Copy every line that holds the string "player" from the data below.

>>

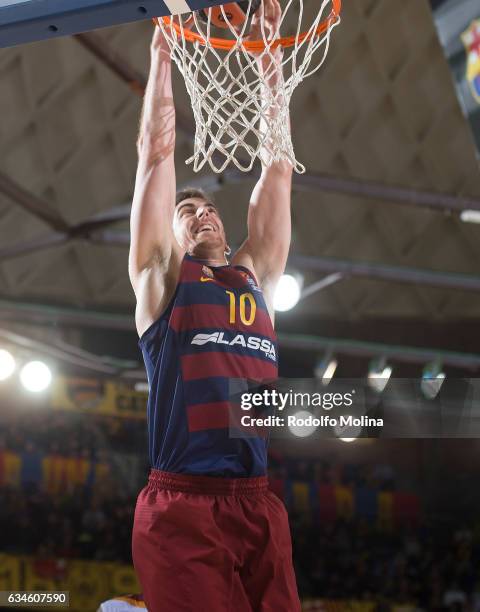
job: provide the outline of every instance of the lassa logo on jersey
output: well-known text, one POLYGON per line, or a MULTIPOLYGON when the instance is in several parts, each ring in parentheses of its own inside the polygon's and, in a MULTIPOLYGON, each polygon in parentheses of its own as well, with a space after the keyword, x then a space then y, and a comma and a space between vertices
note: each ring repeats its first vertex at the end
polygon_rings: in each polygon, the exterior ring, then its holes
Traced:
POLYGON ((274 344, 267 338, 259 338, 258 336, 245 336, 244 334, 236 334, 235 337, 228 339, 225 337, 225 332, 213 332, 212 334, 195 334, 191 344, 203 346, 212 342, 213 344, 226 344, 228 346, 235 346, 239 344, 244 348, 253 349, 254 351, 261 351, 265 353, 265 356, 272 361, 277 360, 275 353, 274 344))

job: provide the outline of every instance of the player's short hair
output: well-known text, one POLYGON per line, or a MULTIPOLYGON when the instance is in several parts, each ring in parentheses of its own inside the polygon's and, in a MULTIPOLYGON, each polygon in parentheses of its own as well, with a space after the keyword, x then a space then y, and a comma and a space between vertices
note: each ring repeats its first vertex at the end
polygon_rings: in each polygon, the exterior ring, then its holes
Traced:
POLYGON ((203 189, 197 189, 196 187, 185 187, 184 189, 177 191, 175 195, 175 206, 178 206, 180 202, 183 202, 183 200, 188 200, 189 198, 202 198, 202 200, 206 200, 207 202, 215 205, 212 197, 203 191, 203 189))

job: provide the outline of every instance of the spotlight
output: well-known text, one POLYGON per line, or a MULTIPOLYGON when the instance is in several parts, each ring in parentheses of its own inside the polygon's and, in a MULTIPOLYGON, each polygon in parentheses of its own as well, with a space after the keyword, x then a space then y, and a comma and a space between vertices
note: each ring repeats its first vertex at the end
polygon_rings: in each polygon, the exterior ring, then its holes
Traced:
POLYGON ((291 274, 283 274, 278 281, 273 296, 273 307, 278 312, 291 310, 300 299, 301 279, 291 274))
POLYGON ((374 391, 377 391, 377 393, 382 393, 391 375, 392 368, 387 366, 385 357, 374 359, 370 362, 368 384, 374 391))
POLYGON ((0 349, 0 380, 7 380, 14 370, 15 359, 8 351, 0 349))
POLYGON ((29 361, 20 371, 20 380, 27 391, 39 393, 52 382, 52 373, 43 361, 29 361))
POLYGON ((357 440, 357 438, 360 437, 360 434, 362 433, 362 428, 360 427, 360 425, 336 425, 333 428, 333 431, 335 432, 337 438, 342 442, 354 442, 355 440, 357 440))
POLYGON ((440 361, 432 361, 427 363, 423 368, 422 382, 420 388, 423 395, 427 399, 435 399, 442 388, 445 380, 445 372, 442 372, 442 364, 440 361))
POLYGON ((460 219, 464 223, 480 223, 480 210, 462 210, 460 219))
POLYGON ((315 378, 321 380, 322 385, 326 387, 335 375, 337 367, 338 361, 336 359, 333 359, 331 355, 326 355, 321 361, 317 363, 313 370, 315 378))
POLYGON ((289 425, 288 428, 298 438, 307 438, 317 429, 317 425, 314 422, 315 417, 306 410, 300 410, 300 412, 294 415, 294 418, 296 423, 289 425))

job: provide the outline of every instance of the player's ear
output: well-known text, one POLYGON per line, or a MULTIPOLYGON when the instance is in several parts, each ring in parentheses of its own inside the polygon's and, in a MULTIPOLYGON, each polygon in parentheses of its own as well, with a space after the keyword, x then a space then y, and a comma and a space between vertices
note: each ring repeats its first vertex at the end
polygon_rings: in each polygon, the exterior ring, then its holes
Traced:
POLYGON ((227 257, 232 254, 232 249, 228 246, 228 244, 225 245, 224 253, 227 257))

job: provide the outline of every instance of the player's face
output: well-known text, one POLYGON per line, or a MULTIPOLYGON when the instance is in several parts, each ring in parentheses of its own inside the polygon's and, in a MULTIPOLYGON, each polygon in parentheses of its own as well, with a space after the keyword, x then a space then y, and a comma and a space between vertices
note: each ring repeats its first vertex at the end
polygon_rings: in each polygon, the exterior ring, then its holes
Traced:
POLYGON ((203 198, 187 198, 175 207, 173 230, 187 253, 226 248, 225 230, 215 206, 203 198))

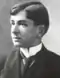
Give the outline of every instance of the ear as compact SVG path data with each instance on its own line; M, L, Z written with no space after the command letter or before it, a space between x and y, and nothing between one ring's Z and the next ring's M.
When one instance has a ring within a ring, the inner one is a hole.
M38 26L38 36L41 38L45 34L45 26L44 25L39 25Z

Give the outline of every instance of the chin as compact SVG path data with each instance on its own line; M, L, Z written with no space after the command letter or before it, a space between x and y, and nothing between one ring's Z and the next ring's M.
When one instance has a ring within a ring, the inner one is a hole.
M14 46L16 46L16 47L20 47L20 43L19 43L19 42L14 42L13 44L14 44Z

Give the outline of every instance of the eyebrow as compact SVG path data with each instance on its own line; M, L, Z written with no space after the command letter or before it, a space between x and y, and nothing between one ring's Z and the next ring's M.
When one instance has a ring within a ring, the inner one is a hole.
M17 23L24 24L24 23L26 23L26 20L18 20L18 22L17 22Z

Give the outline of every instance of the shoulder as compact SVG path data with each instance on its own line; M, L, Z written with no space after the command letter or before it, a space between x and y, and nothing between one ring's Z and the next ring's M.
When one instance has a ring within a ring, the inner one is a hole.
M0 75L1 77L4 76L5 73L7 73L14 64L14 61L16 59L16 51L12 51L7 57L6 57L6 61L4 64L4 68L1 70Z
M60 65L60 56L44 47L44 57L48 63ZM60 67L60 66L59 66Z
M43 51L43 54L45 54L46 56L60 58L60 56L58 54L49 50L44 44L42 44L42 51Z
M37 54L36 64L39 67L45 67L49 70L51 68L51 70L60 71L60 56L43 46L42 51Z
M18 52L16 50L13 50L6 58L6 62L4 65L4 68L11 68L13 66L15 60L17 59Z
M48 50L44 45L42 46L41 51L37 54L37 59L42 59L46 63L60 64L60 56L53 51Z
M54 58L57 60L60 60L60 55L58 55L57 53L45 48L45 52L46 52L46 56L48 56L49 58Z

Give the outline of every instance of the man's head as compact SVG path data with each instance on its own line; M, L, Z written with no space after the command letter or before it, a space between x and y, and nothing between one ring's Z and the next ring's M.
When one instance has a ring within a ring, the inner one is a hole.
M45 6L40 2L24 2L15 5L10 14L14 45L26 48L38 45L49 27L49 16Z

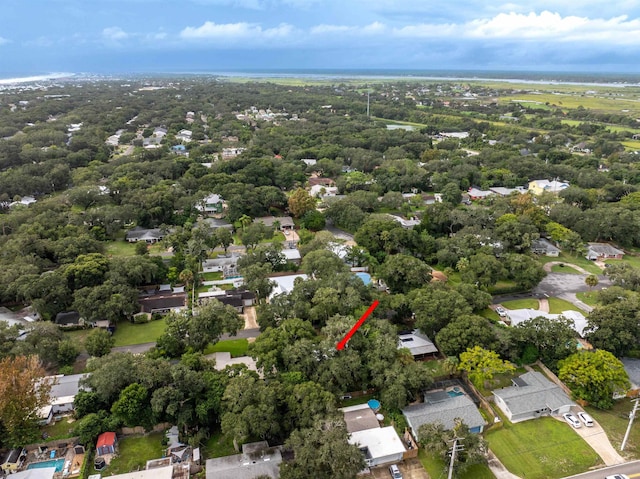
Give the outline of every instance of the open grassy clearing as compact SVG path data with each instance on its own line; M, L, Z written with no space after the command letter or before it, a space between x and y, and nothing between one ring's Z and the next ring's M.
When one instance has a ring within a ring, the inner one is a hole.
M620 264L620 262L629 263L634 268L640 268L640 256L625 254L622 259L607 259L606 264Z
M531 87L528 88L531 90ZM547 90L558 89L554 85ZM619 93L619 92L617 92ZM637 95L626 92L625 98L619 97L607 97L606 94L599 95L583 95L581 93L552 93L550 91L542 91L540 94L535 93L522 93L518 95L508 95L498 98L500 103L511 103L515 100L535 101L543 104L555 105L563 109L575 109L582 106L586 109L607 112L607 113L621 113L622 110L629 110L630 115L637 115L640 113L640 104L634 100Z
M606 411L590 406L585 408L605 430L616 451L620 451L620 445L629 424L629 413L632 409L633 403L629 399L616 401L613 407ZM631 428L629 440L622 455L628 459L640 459L640 428L635 425Z
M220 431L213 434L204 446L205 459L237 454L233 448L233 439L224 437Z
M485 438L510 472L527 479L570 476L601 464L569 425L550 417L518 424L505 421Z
M218 341L216 344L210 344L204 350L204 354L213 353L231 353L232 358L247 355L247 348L249 347L249 341L246 339L227 339L224 341Z
M158 243L147 246L147 250L151 255L159 255L166 250ZM127 243L126 241L116 240L107 241L105 243L105 254L107 256L135 256L136 244Z
M551 266L552 273L564 273L564 274L582 274L577 269L573 269L571 266L562 264L554 264Z
M429 473L430 477L439 478L447 476L447 467L449 466L444 459L430 454L424 449L418 452L418 459L422 463L422 467ZM494 479L495 476L485 464L474 464L467 469L464 474L456 475L458 479Z
M71 339L73 344L84 351L84 341L89 336L91 329L77 329L75 331L63 331L64 339Z
M220 281L222 279L222 271L216 271L214 273L200 273L203 281Z
M525 298L525 299L514 299L512 301L505 301L502 303L502 306L508 309L538 309L538 305L540 303L537 299L533 298Z
M598 301L598 293L595 291L585 291L582 293L576 293L576 297L589 306L596 306L600 304Z
M143 324L133 324L128 321L118 323L114 346L131 346L132 344L152 343L164 332L167 323L164 319L157 319Z
M640 141L638 140L626 140L626 141L621 141L620 143L622 143L627 150L630 150L630 151L640 150Z
M560 256L558 256L557 258L552 258L550 256L540 256L538 257L538 261L542 265L560 261L569 265L574 264L576 266L580 266L591 274L602 274L602 269L600 269L593 261L589 261L584 256L571 256L564 251L560 253Z
M102 472L102 476L124 474L145 468L149 459L162 457L162 433L125 437L118 443L118 455Z
M563 311L580 311L580 308L564 299L549 298L549 312L551 314L560 314Z
M47 434L47 441L54 441L56 439L66 439L68 437L73 437L73 427L74 422L71 419L71 422L68 422L69 417L63 417L60 421L54 421L51 424L47 424L42 427L42 433Z
M496 313L493 309L491 308L485 308L482 311L480 311L480 316L482 316L483 318L487 318L490 319L491 321L500 321L500 316L498 316L498 313Z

<<

- Reply -
job: provide the outline of every instance of the player's short hair
job: provide the outline of every instance of the player's ear
job: provide the outline of every instance of the player's face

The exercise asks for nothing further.